[EXERCISE DIRECTIONS] Please present the lines below as a numbered list, omitting any blank lines.

┌──

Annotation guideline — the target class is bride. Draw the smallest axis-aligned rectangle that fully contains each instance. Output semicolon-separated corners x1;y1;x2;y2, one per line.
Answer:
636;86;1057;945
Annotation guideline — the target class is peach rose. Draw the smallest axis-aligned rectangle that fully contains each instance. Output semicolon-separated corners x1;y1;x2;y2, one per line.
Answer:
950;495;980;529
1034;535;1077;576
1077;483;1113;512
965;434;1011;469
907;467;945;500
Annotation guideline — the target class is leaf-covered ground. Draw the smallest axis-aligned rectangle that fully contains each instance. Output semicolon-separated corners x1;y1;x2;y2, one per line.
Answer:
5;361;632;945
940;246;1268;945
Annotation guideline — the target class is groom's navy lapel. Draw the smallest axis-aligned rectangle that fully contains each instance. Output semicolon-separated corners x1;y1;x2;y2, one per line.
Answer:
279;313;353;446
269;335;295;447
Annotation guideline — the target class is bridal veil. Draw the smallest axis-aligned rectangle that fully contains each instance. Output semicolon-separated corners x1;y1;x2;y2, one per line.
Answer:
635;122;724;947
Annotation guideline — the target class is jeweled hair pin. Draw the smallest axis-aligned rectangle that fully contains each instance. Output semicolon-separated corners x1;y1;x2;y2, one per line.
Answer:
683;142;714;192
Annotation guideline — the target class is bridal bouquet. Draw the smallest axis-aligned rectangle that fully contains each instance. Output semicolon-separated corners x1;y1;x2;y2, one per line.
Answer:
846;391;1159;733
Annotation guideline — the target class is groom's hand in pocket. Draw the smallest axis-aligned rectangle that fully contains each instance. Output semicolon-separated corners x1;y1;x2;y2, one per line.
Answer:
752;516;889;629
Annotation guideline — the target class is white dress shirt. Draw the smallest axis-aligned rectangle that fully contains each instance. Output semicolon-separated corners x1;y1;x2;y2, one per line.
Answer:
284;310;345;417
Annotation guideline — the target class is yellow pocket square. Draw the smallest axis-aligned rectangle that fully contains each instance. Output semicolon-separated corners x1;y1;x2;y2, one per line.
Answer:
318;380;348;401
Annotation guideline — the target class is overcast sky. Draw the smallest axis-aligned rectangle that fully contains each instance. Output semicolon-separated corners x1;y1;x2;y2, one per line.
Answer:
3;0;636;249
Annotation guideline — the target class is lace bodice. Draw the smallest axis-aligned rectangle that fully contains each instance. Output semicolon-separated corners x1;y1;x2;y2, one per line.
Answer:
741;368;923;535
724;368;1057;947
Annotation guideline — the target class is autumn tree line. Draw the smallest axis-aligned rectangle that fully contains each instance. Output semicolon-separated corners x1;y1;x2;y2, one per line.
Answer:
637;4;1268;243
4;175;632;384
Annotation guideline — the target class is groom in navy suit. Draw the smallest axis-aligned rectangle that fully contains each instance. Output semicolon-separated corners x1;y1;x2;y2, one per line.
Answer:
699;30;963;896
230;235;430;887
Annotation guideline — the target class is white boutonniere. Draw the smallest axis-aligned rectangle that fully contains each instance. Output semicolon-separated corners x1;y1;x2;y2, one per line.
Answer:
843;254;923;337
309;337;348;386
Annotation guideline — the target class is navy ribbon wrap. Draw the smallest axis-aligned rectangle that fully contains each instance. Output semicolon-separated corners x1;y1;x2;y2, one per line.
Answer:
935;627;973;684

└──

[WRITTEN SOLUTION]
1. Annotation guideline — the target class is bride. Draw the smallest axis-aligned rectangle that fully contains each instance. Output semicolon-separated corners x1;y1;x2;y2, one per line.
2. Answer:
3. 636;86;1057;945
4. Annotation guideline — the target class is peach rose. Draw the smallest axis-aligned rectangle that fully contains each instance. Output semicolon-separated corners x1;y1;x2;y2, one per line.
5. Answer:
6. 950;495;980;529
7. 1034;535;1077;576
8. 1077;483;1113;512
9. 965;434;1011;469
10. 907;467;945;500
11. Annotation guideline — the target class is leaf-covered ground. Draw the smallest axis-aligned rectangle that fully contains each instance. Output semicolon-separated corners x1;y1;x2;y2, one per line.
12. Answer:
13. 5;361;632;945
14. 940;246;1268;945
15. Annotation guideline — the target class is groom's navy lapel. Draw the smallest axis-aligned rectangle that fully contains each instance. Output semicolon-separated corners x1;y1;x2;y2, one per line.
16. Answer:
17. 279;313;353;446
18. 269;335;295;447
19. Annotation guideline — the target class is bridal veil. Draw the smallest axis-aligned rectangle that fully contains each instance. Output semicolon-separated corners x1;y1;x2;y2, one per line.
20. Answer:
21. 635;122;724;947
22. Annotation guideline — the target class is jeweled hair pin. Draw the smallest axis-aligned rectangle that fully contains each instance. Output semicolon-separated corners x1;y1;x2;y2, one per line.
23. Answer:
24. 683;142;714;192
25. Annotation guideline — the target class is bridal bouquet. Draw the smallest axis-aligned rectangle that fully contains each instance. Output semicolon-separated corners x1;y1;x2;y2, one per line.
26. Answer:
27. 846;391;1159;733
28. Annotation guideline — the target class is groom's hand in pocket. Draw the smallest axis-aligned rectangle that fully contains each instance. Output semicolon-separated corners x1;y1;x2;y2, one per line.
29. Answer:
30. 752;516;889;629
31. Annotation guideline — the target class is white dress shirt. Draw the smallest axis-aligned rectangle that fully contains each instance. Output semicolon-separated corners x1;y1;x2;y2, one per line.
32. Answer:
33. 284;310;345;417
34. Annotation guideline — the target class is yellow pocket square. Draw the smallest axis-aligned rectangle that fully contains each instance. Output semicolon-separated corners x1;y1;x2;y2, one per line.
35. Answer:
36. 318;380;348;401
37. Annotation guideline — the target class is overcast sky. Draw the smallest axis-aligned rectangle that fully contains each instance. Output semicolon-separated corners x1;y1;x2;y2, one per line.
38. Answer:
39. 3;0;636;249
40. Annotation guideline — the target class is lace bodice. Draw the smallest axis-aligned rectangle that fully contains each instance. Output semicolon-separated corners x1;y1;x2;y2, one per line.
41. Answer:
42. 741;368;923;535
43. 724;368;1057;947
44. Annotation guideline — the target class is autumn tree line. Draw the smallest axis-aligned rectangle that fully contains each instance. Output semicolon-separated corners x1;y1;x2;y2, one per line.
45. Answer:
46. 637;4;1268;243
47. 4;175;632;384
48. Annotation guideline — the target class is groom in navy suit. Draw the smallest axis-aligned rectangle that fully contains each instance. Output semicolon-separated corners x1;y1;x2;y2, one per line.
49. Answer:
50. 699;30;963;896
51. 230;235;430;887
52. Annotation guideline — the target class is white boutonniere. Draw the smallest axis-aligned rectangle that fully contains each instance. Output semicolon-separated corners x1;y1;x2;y2, one per line.
53. Answer:
54. 843;254;923;337
55. 309;337;348;386
56. Annotation guideline — the target class is navy ribbon wrap. Draw the smallest axis-aligned rectangle that fully contains each instance. Output semicolon-separated corners x1;y1;x2;y2, one per line.
57. Answer:
58. 935;627;973;684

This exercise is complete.